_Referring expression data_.
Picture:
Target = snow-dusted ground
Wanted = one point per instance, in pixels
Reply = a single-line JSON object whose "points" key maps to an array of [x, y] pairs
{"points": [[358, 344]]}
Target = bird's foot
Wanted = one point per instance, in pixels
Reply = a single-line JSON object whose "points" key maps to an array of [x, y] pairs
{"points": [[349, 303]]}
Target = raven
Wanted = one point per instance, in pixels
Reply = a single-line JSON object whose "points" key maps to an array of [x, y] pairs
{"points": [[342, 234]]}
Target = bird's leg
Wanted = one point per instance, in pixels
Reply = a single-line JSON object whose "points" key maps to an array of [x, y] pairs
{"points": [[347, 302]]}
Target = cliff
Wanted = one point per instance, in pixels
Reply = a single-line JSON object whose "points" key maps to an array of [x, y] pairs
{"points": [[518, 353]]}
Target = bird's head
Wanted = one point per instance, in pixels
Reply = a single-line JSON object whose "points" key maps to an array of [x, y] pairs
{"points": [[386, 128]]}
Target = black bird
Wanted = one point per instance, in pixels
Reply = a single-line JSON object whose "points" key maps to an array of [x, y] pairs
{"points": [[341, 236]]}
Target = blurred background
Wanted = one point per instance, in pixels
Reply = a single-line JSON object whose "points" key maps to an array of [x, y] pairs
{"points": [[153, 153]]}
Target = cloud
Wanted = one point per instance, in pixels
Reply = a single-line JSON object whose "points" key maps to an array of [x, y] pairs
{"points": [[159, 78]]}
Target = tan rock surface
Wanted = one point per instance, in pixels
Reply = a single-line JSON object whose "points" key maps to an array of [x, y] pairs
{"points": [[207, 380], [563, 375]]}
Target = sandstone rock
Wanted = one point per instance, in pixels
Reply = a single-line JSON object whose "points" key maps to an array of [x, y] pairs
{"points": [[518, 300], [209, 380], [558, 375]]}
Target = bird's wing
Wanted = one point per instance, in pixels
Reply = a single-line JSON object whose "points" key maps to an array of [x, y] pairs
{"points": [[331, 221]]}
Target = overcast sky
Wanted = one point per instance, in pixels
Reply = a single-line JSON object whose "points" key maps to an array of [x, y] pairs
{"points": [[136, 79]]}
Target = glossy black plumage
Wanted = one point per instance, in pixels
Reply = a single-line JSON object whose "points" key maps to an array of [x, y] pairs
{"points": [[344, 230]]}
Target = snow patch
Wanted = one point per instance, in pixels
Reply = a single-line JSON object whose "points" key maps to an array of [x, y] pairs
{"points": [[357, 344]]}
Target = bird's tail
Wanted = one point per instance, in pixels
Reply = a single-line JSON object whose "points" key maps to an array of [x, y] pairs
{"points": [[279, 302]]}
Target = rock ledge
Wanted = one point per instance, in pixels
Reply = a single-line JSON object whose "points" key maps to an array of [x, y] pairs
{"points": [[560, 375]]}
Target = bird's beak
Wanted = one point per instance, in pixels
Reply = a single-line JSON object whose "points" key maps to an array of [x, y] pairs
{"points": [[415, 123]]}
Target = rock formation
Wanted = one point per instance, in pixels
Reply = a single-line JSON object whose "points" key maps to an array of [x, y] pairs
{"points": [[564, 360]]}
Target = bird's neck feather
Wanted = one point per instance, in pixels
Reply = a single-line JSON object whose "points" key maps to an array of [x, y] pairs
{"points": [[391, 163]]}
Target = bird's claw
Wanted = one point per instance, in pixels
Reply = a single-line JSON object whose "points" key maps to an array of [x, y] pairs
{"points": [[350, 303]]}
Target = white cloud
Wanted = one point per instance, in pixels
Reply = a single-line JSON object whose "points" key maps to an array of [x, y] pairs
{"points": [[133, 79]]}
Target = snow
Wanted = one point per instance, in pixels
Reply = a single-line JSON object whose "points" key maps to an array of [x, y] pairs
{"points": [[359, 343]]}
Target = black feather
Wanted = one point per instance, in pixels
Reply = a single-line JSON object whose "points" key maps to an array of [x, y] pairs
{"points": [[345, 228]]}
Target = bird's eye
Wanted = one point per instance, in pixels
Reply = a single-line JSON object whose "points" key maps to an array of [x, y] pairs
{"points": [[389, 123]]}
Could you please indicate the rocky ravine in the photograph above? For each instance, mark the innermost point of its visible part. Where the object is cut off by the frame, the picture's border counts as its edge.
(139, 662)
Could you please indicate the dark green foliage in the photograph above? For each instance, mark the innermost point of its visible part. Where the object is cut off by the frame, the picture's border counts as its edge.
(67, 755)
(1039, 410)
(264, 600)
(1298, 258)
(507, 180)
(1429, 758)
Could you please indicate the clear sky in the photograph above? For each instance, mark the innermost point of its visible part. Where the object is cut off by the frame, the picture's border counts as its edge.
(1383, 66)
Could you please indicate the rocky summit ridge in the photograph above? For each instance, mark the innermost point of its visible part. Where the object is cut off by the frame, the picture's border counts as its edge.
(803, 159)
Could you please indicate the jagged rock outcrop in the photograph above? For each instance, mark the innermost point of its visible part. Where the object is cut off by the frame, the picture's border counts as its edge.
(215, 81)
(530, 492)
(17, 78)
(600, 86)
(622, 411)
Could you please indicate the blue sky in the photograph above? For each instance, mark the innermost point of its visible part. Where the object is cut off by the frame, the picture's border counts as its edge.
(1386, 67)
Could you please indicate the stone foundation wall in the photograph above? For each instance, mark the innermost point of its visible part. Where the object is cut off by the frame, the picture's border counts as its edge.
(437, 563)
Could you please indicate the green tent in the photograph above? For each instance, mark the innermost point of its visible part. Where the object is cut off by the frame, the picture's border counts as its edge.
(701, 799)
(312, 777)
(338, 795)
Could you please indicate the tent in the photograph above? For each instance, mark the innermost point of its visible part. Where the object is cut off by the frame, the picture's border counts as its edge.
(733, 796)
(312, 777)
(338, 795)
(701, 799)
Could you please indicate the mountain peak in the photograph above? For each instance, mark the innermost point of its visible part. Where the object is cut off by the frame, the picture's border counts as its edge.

_EXERCISE GOAL_. Within the entries, find all lines holding "snow" and copy each one.

_OUTPUT_.
Target = snow-dusted ground
Target = snow patch
Target = snow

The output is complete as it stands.